## WRITTEN EXERCISE:
Write out each entry again. Keep every word exactly as it is.
--- Begin DATA ENTRIES ---
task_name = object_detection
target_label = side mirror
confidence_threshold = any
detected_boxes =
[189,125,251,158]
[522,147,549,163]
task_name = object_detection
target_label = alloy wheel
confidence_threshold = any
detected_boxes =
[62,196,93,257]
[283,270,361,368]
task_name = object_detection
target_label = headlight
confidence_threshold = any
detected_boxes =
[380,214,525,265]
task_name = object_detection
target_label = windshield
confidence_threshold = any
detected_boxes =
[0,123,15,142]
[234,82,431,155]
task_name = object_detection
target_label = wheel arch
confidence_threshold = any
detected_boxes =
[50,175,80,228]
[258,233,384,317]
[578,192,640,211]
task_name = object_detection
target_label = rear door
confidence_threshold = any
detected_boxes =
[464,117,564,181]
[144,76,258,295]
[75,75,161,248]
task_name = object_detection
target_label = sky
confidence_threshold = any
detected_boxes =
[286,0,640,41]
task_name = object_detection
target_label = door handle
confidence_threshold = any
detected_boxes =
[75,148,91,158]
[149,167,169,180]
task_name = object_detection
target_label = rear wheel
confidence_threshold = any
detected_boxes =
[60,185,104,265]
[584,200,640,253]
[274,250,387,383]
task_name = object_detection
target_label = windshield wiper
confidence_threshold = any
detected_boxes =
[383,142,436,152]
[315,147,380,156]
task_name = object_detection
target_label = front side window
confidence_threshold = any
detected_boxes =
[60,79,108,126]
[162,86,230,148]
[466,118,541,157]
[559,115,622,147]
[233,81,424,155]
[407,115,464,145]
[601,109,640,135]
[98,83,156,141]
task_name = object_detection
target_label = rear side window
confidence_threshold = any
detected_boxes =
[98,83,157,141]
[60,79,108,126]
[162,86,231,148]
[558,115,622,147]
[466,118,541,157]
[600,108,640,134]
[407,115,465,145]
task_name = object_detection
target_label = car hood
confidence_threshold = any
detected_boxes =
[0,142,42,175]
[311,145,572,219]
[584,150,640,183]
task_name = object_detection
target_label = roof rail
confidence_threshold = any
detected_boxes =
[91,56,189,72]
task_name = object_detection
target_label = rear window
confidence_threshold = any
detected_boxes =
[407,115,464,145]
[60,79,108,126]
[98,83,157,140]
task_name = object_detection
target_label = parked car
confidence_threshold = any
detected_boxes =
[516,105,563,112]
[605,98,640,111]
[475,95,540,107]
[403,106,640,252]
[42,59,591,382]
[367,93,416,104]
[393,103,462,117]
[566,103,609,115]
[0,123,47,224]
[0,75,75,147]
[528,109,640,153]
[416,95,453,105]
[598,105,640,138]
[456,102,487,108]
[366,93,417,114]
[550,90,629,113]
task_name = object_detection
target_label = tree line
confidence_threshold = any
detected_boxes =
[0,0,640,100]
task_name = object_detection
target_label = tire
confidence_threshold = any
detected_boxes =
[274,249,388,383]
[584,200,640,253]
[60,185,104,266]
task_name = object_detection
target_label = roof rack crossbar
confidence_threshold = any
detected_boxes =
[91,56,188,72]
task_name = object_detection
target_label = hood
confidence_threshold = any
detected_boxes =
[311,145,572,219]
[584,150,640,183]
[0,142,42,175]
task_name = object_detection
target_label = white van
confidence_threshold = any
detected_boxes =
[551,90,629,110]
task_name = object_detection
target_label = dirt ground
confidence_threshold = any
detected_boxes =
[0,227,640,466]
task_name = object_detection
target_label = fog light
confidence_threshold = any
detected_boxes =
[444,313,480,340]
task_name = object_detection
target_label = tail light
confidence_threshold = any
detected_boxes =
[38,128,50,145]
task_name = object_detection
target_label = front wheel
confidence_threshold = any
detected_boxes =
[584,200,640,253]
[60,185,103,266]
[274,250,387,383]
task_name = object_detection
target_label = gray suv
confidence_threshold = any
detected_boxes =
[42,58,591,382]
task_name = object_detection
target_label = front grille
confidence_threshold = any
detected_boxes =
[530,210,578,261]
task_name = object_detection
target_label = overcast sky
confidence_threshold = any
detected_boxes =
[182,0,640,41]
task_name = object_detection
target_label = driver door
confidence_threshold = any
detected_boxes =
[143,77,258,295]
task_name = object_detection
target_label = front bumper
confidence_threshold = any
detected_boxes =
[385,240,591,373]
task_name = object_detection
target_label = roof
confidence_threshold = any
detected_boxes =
--- End DATA ENTRIES ---
## FINISHED ANSWER:
task_name = object_detection
target_label = side mirror
confidence_threshold = any
detected_boxes =
[189,125,251,158]
[522,147,549,163]
task_name = object_detection
target_label = alloy wheel
confidence_threshold = any
detected_boxes =
[62,196,93,257]
[283,270,361,368]
task_name = object_detection
target_label = headlight
confidence_threshold = any
detected_boxes =
[380,214,525,265]
task_name = object_detection
target_label = windshield
confidence_threshold = any
detected_boxes =
[0,123,15,142]
[234,82,431,155]
task_name = object_detection
target_label = wheel arch
confidence_threshold = any
detected_boxes =
[50,175,80,228]
[258,233,384,317]
[578,192,640,211]
task_name = object_detection
target_label = rear door
confidence_threshold = any
detected_boxes =
[464,117,564,181]
[144,76,258,295]
[75,75,161,248]
task_name = object_detection
target_label = sky
confidence_threshold = any
detected_boxes =
[286,0,640,41]
task_name = object_detection
target_label = door handle
confidence_threshold = any
detected_boxes =
[75,148,91,158]
[149,167,169,180]
task_name = object_detection
target_label = rear wheel
confidence_threshold = any
detected_boxes =
[60,185,104,265]
[584,200,640,253]
[274,250,387,383]
task_name = object_detection
target_label = windshield wiper
confidence_threshold = any
detected_boxes =
[383,142,436,152]
[315,147,380,156]
task_name = object_detection
target_label = front side window
confidence_threshold = any
detected_boxes =
[60,79,108,126]
[162,86,230,148]
[466,118,541,157]
[559,115,622,147]
[233,81,424,155]
[407,115,464,145]
[601,109,640,135]
[98,83,156,141]
task_name = object_detection
target_label = rear side window
confidence_threshold = any
detected_boxes =
[98,83,157,141]
[60,79,108,126]
[162,86,231,148]
[558,115,622,147]
[466,118,541,157]
[600,108,640,134]
[407,115,465,145]
task_name = object_detection
target_label = car hood
confidence_threshold = any
detected_boxes =
[0,142,42,175]
[311,145,572,219]
[584,150,640,183]
task_name = object_detection
target_label = roof rail
confidence_threshold = any
detected_boxes =
[91,56,189,72]
task_name = object_detection
target_label = rear window
confidence_threshold = any
detected_boxes =
[407,115,464,145]
[60,79,108,126]
[98,83,157,140]
task_name = object_detection
target_label = parked car
confidence_threshold = any
detected_boxes =
[516,105,563,112]
[605,98,640,111]
[475,95,540,107]
[403,106,640,252]
[42,59,591,382]
[367,93,416,104]
[393,103,462,117]
[566,103,609,115]
[0,123,47,224]
[0,75,75,147]
[528,109,640,153]
[416,95,453,105]
[598,105,640,138]
[456,102,487,108]
[366,93,417,114]
[550,90,629,113]
task_name = object_detection
target_label = tree line
confidence_threshold = any
detected_boxes =
[0,0,640,100]
task_name = object_detection
target_label = tire
confidence_threshold = any
detected_boxes =
[274,249,388,383]
[584,200,640,253]
[60,185,104,266]
task_name = object_detection
target_label = roof rack crossbar
confidence_threshold = any
detected_boxes =
[91,56,188,72]
task_name = object_detection
target_label = hood
confidence_threshold = any
detected_boxes =
[311,145,572,219]
[584,150,640,183]
[0,142,42,175]
task_name = object_detection
target_label = white van
confidence_threshold = any
detected_boxes =
[551,90,629,110]
task_name = object_detection
target_label = dirt ground
confidence_threshold = any
detected_boxes =
[0,227,640,466]
task_name = object_detection
target_label = fog light
confidence_threshold = any
detected_boxes =
[444,313,480,340]
task_name = object_detection
target_label = tail light
confidence_threshold = any
detected_boxes =
[38,128,50,145]
task_name = object_detection
target_label = front wheel
confidence_threshold = any
detected_boxes =
[584,200,640,253]
[60,185,103,266]
[274,250,387,383]
task_name = object_detection
target_label = gray suv
confidence_threshold = any
detected_boxes =
[42,58,591,382]
task_name = object_detection
target_label = front grille
confidence_threshold = any
detected_boxes =
[530,210,578,261]
task_name = object_detection
target_label = overcast sky
confidence_threshold = any
detected_boxes =
[182,0,640,41]
task_name = object_detection
target_label = driver door
confidence_threshold = any
detected_boxes =
[143,77,258,295]
task_name = object_detection
target_label = front bumper
confidence_threshold = any
detected_boxes =
[385,240,591,373]
task_name = object_detection
target_label = roof
confidence_threshold = any
detected_boxes =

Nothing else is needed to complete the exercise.